Retype the passage on malocclusion below word for word, everything from "Pre-orthodontic Intervention for" down to "somehow be contributory.".

▶ Selected excerpt:
□ □ □ □ □ □ □
Pre-orthodontic Intervention for Pediatric Sleep Disordered Breathing: A (R)evolutionary Solution to a Modern Problem

by Kevin Boyd; Marianna Evans

Malocclusion (HM) is a rising public health epidemic that is seen mainly within industrialized/industrializing cultures. To date, there is no published evidence that malocclusion had ever been a significantly observed human trait prior to the Industrial Revolution in Europe and North America during late 18th/early to mid/late 19th-Centuries; its relatively recent appearance as a common human phenotype suggests that intensifying industrial environmental pressures upon the human genome must somehow be contributory.

The concept of a genome-environment mismatch is one explanation for the high rates of non-communicable disease (NCDs) now seen in industrialized populations that were seldom, if ever, significantly prevalent within ancestral populations.1 Evidence from various academic disciplines suggests a correlation between risk for NCD’s (e.g., type 2 diabetes, obstructive sleep apnea, cardiovascular disease, and some cancers) and changed dietary practices associated with industrialization.2 The environmental-genomic mismatch hypothesis can also help explain the relatively recent increasing prevalence of certain chronic diseases of oral origin; the so-called plaque-mediated dental diseases, caries and periodontal disease, are both oral infirmities that have plagued mankind since the advent of agriculture some 10-12,000 years ago, but along with recently emerged HM, have only begun increasing in frequency over the past 250-300 years, and mainly in cultures consuming an industrial-type diet. Given additional evidence that mandibular retrognathia is now a very common human trait known to be associated with increased risk for many potentially devastating NCDs such as obstructive sleep apnea, 3,4 etc., it is urgent that we identify possible environmental-genetic (i.e., epigenetic) mechanisms that might help explain the relatively sudden appearance of malocclusion in humans living in industrialized cultures.
□ □ □ □ □ □ □
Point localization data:
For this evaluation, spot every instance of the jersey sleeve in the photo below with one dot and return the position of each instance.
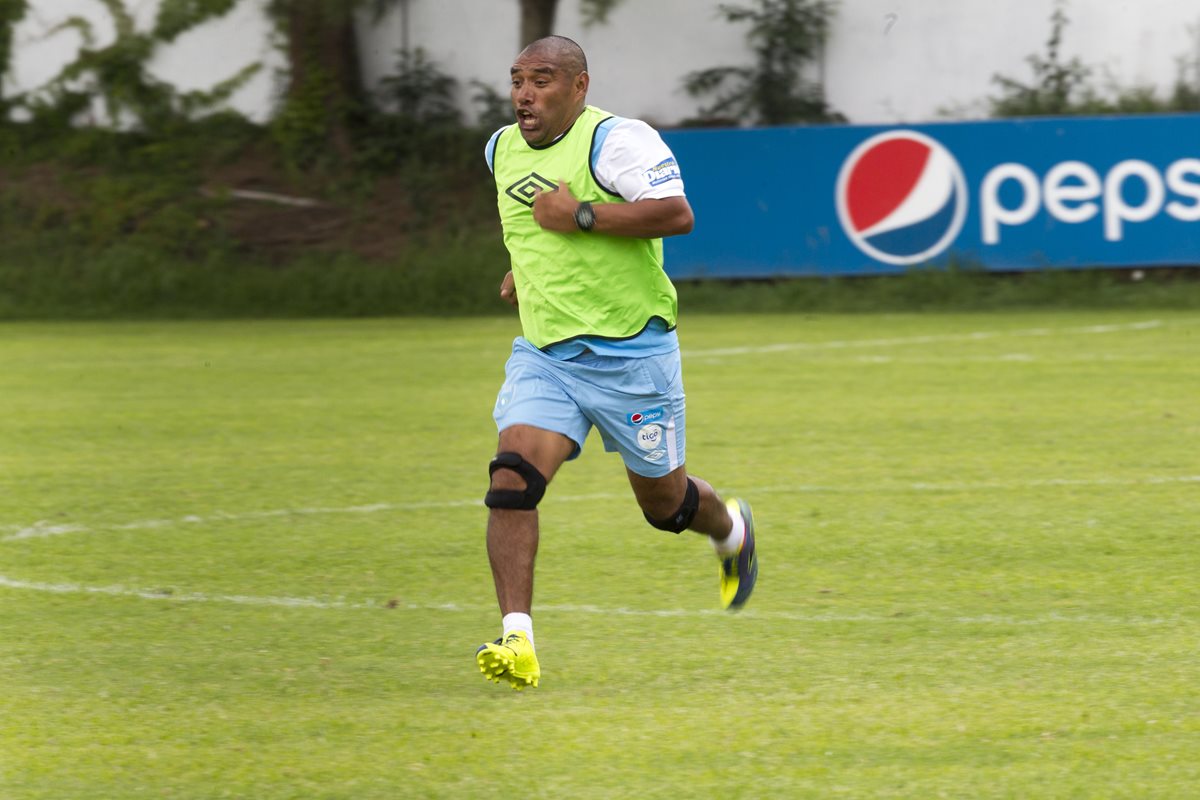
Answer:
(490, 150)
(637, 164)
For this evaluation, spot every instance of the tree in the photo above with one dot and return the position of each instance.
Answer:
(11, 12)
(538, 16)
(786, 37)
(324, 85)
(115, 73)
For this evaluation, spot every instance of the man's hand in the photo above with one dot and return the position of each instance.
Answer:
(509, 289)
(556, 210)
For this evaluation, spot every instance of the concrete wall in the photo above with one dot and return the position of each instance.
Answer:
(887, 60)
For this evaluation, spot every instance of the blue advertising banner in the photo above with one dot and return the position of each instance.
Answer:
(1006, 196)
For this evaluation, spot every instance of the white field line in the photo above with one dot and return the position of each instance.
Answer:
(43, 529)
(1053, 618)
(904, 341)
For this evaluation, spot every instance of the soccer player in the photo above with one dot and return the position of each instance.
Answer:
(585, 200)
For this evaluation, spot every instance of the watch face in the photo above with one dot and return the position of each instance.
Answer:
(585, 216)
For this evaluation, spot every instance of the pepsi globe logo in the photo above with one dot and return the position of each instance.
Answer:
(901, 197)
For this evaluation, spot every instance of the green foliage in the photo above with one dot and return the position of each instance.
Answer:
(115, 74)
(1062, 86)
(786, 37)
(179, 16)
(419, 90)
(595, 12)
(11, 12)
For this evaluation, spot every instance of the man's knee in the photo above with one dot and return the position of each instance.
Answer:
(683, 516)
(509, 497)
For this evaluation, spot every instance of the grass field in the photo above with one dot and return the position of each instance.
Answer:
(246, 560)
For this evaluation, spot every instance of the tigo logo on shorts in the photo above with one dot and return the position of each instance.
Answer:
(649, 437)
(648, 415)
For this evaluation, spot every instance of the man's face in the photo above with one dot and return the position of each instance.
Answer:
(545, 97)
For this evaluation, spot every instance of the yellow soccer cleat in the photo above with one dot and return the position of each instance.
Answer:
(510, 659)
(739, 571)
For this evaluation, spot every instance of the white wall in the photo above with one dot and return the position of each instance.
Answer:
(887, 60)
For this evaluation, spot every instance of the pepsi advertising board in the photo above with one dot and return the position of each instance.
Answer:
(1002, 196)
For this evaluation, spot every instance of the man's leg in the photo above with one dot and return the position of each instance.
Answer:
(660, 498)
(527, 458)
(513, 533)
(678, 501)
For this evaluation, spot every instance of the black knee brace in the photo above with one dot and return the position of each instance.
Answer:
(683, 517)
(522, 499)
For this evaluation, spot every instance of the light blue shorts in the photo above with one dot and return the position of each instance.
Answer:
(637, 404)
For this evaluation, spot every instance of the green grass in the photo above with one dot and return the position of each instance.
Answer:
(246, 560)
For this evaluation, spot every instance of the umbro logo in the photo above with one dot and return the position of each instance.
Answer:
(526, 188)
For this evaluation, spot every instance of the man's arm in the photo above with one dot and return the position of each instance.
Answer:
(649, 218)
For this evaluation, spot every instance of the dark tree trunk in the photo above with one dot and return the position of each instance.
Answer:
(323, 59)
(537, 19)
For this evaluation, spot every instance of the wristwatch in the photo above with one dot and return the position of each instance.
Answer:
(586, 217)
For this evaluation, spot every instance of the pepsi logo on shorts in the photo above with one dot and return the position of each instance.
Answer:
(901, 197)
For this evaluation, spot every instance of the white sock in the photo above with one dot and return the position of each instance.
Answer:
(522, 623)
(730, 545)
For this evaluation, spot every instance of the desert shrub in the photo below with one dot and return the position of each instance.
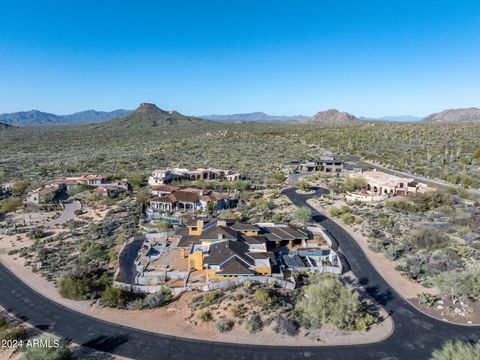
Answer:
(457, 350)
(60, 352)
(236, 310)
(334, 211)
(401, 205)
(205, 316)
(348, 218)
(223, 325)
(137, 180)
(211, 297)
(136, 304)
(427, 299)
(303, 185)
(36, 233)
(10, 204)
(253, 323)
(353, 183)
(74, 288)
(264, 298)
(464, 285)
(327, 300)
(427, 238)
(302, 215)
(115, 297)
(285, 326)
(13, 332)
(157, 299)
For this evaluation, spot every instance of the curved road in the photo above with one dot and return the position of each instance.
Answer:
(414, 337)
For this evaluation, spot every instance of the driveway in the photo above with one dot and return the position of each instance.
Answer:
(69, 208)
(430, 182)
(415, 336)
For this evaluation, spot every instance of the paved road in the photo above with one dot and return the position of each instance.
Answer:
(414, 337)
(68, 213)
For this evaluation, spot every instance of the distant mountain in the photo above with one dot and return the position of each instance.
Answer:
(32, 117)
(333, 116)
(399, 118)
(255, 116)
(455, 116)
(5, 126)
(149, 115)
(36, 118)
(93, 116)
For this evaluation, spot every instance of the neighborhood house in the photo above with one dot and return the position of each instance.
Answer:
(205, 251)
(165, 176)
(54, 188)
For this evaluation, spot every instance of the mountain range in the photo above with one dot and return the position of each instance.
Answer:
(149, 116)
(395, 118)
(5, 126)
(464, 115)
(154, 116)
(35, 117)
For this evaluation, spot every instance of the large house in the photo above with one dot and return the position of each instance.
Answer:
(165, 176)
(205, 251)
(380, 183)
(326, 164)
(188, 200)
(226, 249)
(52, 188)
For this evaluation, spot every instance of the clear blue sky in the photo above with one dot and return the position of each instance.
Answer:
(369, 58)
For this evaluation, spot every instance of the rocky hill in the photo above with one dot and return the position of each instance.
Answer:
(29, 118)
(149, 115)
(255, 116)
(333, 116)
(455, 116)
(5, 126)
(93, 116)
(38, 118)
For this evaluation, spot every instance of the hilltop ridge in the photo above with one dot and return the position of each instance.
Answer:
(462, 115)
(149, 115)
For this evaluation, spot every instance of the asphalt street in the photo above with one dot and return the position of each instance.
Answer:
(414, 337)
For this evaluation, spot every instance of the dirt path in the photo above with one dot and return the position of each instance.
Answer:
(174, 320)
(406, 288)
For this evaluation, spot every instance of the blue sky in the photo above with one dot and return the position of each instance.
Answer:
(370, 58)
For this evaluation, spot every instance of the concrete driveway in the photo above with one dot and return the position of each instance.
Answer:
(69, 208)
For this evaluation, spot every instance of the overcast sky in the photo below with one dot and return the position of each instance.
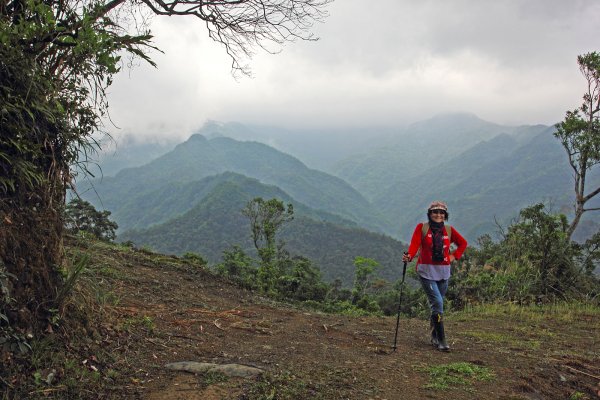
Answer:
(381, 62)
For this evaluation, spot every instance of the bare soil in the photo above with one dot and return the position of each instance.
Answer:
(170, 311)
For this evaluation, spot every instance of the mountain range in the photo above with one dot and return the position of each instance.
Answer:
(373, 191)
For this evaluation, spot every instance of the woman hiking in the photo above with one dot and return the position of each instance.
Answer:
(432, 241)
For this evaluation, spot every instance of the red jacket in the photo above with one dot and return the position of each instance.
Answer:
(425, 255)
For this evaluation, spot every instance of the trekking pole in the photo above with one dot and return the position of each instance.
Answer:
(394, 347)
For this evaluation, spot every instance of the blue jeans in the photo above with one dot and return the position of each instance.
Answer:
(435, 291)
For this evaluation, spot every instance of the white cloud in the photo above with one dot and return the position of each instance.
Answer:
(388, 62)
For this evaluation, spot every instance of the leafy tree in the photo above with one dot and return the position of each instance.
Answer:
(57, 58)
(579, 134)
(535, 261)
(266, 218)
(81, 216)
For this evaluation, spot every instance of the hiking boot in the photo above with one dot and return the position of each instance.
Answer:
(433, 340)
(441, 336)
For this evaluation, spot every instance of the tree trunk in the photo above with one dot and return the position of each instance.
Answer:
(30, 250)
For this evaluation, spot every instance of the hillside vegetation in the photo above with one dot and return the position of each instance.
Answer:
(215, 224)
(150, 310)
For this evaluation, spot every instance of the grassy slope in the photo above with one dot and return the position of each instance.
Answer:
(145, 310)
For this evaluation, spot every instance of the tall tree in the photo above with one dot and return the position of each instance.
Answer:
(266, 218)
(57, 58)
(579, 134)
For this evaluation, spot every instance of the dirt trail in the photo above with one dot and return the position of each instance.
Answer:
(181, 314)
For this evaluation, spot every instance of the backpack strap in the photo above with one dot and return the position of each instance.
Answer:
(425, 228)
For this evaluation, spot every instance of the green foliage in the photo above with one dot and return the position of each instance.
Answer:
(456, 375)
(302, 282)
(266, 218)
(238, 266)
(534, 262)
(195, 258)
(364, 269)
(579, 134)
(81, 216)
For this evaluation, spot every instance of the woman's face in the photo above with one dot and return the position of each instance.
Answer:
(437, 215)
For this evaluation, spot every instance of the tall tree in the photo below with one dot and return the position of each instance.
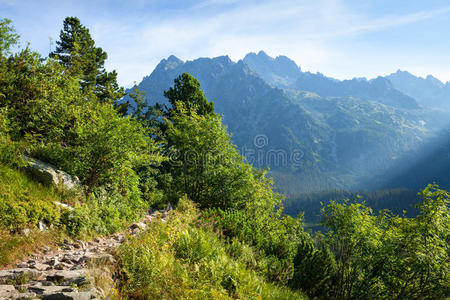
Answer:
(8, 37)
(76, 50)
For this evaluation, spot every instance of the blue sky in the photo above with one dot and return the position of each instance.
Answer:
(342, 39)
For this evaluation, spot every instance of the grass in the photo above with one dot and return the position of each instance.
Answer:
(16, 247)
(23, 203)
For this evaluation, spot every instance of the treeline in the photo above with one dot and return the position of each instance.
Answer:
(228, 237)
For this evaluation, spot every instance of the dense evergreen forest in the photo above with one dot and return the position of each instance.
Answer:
□ □ □ □ □ □ □
▶ Result for this task:
Pre-orthodontic Intervention for Pediatric Sleep Disordered Breathing: A (R)evolutionary Solution to a Modern Problem

by Kevin Boyd; Marianna Evans

Malocclusion (HM) is a rising public health epidemic that is seen mainly within industrialized/industrializing cultures. To date, there is no published evidence that malocclusion had ever been a significantly observed human trait prior to the Industrial Revolution in Europe and North America during late 18th/early to mid/late 19th-Centuries; its relatively recent appearance as a common human phenotype suggests that intensifying industrial environmental pressures upon the human genome must somehow be contributory.